++++ Exercise input
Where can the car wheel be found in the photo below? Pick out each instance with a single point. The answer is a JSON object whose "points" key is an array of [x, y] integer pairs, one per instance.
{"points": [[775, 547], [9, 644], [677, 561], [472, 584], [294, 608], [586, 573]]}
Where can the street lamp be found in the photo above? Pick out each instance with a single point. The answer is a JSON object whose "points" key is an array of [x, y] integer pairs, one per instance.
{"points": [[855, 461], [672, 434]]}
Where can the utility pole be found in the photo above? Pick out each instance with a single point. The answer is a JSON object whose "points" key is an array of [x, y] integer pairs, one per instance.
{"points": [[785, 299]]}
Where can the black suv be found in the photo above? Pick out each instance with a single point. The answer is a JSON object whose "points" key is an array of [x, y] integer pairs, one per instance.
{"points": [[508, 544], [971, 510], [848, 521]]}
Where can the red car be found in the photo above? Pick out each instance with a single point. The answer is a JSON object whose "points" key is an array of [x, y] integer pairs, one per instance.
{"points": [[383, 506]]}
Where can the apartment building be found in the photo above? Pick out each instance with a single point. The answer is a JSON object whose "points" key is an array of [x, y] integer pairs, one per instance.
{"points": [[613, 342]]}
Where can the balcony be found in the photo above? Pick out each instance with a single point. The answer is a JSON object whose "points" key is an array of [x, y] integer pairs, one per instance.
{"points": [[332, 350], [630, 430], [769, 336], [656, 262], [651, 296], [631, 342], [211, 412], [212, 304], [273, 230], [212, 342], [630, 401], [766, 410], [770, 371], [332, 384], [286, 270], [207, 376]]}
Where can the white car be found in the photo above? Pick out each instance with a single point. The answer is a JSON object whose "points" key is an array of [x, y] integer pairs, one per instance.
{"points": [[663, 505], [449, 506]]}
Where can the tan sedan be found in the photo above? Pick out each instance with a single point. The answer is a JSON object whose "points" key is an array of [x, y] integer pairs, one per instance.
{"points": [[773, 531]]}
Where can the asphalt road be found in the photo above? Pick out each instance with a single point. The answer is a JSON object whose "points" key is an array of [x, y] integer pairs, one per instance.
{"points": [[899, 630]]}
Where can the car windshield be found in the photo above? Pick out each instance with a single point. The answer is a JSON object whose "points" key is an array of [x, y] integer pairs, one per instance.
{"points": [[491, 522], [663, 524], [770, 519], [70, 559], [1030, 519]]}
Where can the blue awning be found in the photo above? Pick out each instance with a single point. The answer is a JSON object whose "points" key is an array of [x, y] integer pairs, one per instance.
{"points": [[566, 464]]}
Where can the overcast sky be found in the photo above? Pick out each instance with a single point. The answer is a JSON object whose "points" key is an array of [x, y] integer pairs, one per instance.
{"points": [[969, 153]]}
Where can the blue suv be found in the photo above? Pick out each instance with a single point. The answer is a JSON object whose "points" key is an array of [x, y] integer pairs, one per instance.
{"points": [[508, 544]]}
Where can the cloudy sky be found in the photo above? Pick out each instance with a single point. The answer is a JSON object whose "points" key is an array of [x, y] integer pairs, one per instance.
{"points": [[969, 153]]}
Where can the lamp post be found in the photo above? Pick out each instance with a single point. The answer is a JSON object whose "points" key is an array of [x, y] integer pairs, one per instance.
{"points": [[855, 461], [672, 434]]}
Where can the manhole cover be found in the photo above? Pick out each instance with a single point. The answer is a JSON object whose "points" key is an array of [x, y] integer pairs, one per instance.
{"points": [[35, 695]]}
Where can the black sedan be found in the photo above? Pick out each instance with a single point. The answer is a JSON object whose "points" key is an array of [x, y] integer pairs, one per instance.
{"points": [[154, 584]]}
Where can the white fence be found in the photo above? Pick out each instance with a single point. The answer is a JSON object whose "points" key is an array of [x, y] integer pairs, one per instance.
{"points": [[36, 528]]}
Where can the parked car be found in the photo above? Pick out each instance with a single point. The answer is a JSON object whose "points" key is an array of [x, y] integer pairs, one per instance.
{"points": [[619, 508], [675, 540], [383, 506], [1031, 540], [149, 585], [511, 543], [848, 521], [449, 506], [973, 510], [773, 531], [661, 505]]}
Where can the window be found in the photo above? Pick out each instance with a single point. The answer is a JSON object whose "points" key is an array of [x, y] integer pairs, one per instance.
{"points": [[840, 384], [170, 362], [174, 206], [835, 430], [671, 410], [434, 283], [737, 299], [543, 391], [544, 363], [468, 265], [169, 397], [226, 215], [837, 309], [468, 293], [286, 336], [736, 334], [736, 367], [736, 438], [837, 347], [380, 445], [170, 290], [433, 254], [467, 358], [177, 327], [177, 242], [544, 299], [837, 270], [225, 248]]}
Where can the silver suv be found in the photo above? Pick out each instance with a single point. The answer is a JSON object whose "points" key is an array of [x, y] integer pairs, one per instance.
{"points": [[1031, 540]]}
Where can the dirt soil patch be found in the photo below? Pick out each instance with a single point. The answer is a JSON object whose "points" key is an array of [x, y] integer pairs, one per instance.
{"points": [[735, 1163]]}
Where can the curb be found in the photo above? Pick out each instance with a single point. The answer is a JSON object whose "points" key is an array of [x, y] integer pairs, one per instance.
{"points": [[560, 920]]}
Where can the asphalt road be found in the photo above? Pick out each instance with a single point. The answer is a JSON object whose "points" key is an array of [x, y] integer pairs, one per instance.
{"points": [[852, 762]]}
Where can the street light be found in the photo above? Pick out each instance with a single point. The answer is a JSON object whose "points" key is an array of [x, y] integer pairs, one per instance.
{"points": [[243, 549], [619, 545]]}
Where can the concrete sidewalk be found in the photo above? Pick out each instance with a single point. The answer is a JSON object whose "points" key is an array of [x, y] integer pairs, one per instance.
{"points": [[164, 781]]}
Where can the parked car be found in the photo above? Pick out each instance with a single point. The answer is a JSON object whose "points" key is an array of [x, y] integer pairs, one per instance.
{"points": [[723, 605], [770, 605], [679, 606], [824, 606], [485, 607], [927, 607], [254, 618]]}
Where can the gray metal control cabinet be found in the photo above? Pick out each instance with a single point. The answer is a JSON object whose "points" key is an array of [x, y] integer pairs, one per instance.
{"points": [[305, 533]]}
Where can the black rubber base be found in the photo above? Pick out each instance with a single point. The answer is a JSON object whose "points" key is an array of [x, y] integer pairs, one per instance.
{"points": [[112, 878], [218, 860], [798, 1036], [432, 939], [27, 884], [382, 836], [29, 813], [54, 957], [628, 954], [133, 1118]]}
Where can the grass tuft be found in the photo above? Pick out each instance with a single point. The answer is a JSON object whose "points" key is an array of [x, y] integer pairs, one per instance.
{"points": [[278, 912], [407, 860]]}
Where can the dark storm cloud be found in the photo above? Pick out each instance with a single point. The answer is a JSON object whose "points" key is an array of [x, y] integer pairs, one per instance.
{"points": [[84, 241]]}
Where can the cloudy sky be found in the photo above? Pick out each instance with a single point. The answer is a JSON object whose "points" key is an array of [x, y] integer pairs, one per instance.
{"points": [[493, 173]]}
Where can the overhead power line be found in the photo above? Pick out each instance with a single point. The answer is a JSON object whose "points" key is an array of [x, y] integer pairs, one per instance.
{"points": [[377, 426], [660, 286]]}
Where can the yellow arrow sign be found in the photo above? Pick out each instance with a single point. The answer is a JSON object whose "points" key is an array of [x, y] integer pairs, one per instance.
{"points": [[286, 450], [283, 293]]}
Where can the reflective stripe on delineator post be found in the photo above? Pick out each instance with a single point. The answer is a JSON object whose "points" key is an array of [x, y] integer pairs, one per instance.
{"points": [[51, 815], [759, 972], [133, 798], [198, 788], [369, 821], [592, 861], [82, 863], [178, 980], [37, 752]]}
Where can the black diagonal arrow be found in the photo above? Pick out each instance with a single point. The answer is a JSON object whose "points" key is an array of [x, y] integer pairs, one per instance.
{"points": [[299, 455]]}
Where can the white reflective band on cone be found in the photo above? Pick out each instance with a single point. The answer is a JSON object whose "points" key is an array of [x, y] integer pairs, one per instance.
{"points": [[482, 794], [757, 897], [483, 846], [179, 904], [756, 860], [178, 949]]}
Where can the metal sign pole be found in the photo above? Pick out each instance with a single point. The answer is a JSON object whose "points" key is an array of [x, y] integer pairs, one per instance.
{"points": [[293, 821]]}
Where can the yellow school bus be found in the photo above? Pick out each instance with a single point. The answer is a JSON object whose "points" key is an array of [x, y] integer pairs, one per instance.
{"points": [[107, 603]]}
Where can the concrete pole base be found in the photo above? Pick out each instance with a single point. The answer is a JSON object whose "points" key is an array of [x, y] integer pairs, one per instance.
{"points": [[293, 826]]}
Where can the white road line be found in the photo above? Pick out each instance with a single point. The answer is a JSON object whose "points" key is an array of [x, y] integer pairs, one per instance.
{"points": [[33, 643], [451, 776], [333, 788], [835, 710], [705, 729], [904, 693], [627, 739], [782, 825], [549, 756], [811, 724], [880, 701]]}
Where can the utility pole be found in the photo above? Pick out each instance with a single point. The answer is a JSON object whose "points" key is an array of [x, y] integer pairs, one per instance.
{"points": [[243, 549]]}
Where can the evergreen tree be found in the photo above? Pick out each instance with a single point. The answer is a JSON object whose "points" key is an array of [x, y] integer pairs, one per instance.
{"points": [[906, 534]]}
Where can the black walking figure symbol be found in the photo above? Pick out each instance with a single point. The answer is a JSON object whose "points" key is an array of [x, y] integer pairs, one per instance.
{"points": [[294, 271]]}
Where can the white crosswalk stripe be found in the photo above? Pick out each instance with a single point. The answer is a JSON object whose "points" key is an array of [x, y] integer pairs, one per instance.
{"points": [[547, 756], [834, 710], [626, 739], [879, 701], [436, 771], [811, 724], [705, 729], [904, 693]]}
++++++++
Return the lines beginning at the one that contains "Where can the black walking" and continuing through the last line of the data, exactly as they stand and without any others.

◆ Written answer:
Where can the black walking figure symbol be found in the photo above? Pick out each instance with a single point. The answer is a JSON object whose "points" key is an array of [x, y] integer pairs, one per instance.
{"points": [[294, 271]]}
Where can the white crosswalk stripe be found in the photo above? Pick out each instance with a single point. The answer is a JSON object whose "points" key is an array of [x, y] integer pairs, one per instance.
{"points": [[547, 756], [834, 710], [626, 739], [879, 701], [436, 771], [811, 724], [705, 729], [904, 693]]}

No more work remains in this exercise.